In full and without alteration, print the entries that follow.

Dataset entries
------------------------------------------------------------------------

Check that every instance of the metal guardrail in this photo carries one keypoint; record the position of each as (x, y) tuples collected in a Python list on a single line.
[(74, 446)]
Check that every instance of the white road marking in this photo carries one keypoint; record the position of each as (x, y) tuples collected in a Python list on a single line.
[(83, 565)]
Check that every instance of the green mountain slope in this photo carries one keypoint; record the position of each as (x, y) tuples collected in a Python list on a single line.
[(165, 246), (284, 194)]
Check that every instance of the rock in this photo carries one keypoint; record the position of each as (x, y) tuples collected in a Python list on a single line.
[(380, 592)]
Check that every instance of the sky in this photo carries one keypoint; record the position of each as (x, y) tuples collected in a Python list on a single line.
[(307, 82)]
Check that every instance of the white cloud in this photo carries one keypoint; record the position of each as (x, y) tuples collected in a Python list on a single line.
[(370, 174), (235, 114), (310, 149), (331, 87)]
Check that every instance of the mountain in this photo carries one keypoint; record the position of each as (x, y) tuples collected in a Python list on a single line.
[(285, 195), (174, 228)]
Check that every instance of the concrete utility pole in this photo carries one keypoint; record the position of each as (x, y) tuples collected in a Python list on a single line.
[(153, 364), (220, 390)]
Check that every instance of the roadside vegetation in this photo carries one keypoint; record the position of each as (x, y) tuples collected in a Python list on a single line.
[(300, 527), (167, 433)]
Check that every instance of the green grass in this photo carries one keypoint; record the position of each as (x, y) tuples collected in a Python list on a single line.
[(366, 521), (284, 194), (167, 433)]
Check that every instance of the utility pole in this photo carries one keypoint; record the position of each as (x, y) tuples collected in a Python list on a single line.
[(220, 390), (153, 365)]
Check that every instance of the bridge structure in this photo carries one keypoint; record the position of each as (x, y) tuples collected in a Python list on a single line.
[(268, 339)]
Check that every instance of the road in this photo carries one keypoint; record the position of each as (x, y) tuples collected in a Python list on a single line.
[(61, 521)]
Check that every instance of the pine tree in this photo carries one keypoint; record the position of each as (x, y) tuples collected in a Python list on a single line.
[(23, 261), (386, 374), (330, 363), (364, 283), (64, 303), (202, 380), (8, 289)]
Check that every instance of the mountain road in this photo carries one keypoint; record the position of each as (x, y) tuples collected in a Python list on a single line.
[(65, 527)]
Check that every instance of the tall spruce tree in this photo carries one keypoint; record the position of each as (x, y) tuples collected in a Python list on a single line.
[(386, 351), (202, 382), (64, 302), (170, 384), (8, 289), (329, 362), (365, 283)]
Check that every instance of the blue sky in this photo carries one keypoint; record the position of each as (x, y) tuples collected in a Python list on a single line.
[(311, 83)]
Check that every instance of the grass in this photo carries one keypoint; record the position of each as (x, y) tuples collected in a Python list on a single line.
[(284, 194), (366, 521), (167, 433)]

------------------------------------------------------------------------

▶ _Written answer_
Check that every instance of the metal guardrail in this photo carries one keypoint; record the position of each as (x, y) tuples collected in a Python list on a single line.
[(74, 446)]
Check that every instance of the white road marking in this photo carries one keypoint; record the position of each as (x, y) tuples collected in a Python list on a single line.
[(83, 565)]
Check that every instance of the green mountain slope in this photo carries one keypoint; record the position of each as (x, y) tuples collected in a Python list on a single line.
[(165, 246), (284, 194)]
Check that every instance of the rock in this photo carries one keypoint; record the position of each as (x, y) tuples collected in a Python list on a single line.
[(380, 592)]
Check that every instance of the sky in this photo carries one keypoint; record the position of each as (x, y) tuples collected in a Python list on a single line.
[(307, 82)]
Check that every instance of the white cloud in this photo carries one keypoint; record the position of each as (x, y) tuples collected in a Python list on a single line.
[(370, 174), (235, 114), (310, 149), (331, 87)]
Check that every instance of the mountain in this photo carries one keypoint; record the position of each as (x, y) tuples collected in a Python list on a single line.
[(285, 195), (174, 228)]
Check that every instance of the concrete utility pole in this photo carries one keypoint; record the position of each as (x, y) tuples collected in a Python list on a single line.
[(153, 364), (220, 390)]
Check that every instance of the roadside vegetation in this photo carries one keypoint; record the position of each as (x, y) tuples collected in a Python list on a single line.
[(300, 527), (167, 433)]
Check that every instance of the green grass in this photo carries one keypoint; record the position of each as (x, y) tuples collected in a Python list on a single line.
[(366, 521), (284, 194), (167, 433)]
Check that every instance of the utility pole in this photo carries one keypoint; record the position of each as (x, y) tuples collected in a Python list on a single line.
[(220, 390), (153, 365)]
Check that every instance of the bridge structure in this photo carries one keypoint; record the position of each as (x, y) tuples collected in a Python list on a single line.
[(268, 339)]
Check that every instance of the road in this photo carries one keypoint; record the position of each as (x, y) tuples collected in a Python list on a single line.
[(61, 521)]
Check that every instance of the pine tree in this photo carries one keypoint; record the position of each as (x, y) tuples collected in a Python list on a single line.
[(23, 261), (386, 374), (330, 363), (364, 283), (64, 303), (202, 380), (8, 289)]
Check that every instance of the mountain road in this photo carries one keypoint; record the position of each as (x, y) tuples collected in a Python list on a single line.
[(65, 527)]
Check that every instance of the tall spruce tree in this photo carries one keypoint; record the position of each as (x, y) tuples collected in a Python list on a single line.
[(386, 351), (202, 382), (64, 302), (170, 384), (8, 289), (329, 362), (365, 283)]
Check that every instance of the blue sky in this photo carries one keypoint; record the position of each as (x, y) tuples collected in a Python list on a single line.
[(311, 83)]
Check that every instance of the grass in this photo carries one keypoint; record the position of each as (x, y) tuples collected in a Python list on a single line.
[(284, 194), (366, 521), (167, 433)]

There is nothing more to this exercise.